→ **Data to process**
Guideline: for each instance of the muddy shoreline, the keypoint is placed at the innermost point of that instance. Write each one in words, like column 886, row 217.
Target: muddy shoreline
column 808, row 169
--
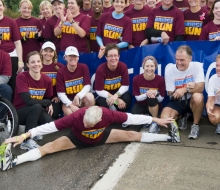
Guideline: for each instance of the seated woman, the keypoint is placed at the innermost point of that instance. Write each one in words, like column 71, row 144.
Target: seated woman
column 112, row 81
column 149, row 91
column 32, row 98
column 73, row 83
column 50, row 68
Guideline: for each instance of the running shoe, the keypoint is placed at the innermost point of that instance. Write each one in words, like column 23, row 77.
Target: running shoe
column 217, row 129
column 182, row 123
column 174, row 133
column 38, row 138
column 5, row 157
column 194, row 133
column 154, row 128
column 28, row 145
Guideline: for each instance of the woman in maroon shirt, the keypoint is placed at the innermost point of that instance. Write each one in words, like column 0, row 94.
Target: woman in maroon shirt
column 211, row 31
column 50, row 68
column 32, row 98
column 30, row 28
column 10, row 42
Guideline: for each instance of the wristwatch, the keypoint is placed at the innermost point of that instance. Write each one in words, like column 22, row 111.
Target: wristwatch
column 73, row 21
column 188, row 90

→ **Set problem**
Can you return, unchanged, the lines of data above from the line containing "Guideline: for each instance of the muddy" through the line containing "column 808, row 169", with both of those lines included?

→ **Result of this exercise**
Guideline: for each instance of the muddy shoreline, the keypoint is placed at the innermost point of that instance. Write each one in words, like column 886, row 217.
Target: muddy shoreline
column 808, row 169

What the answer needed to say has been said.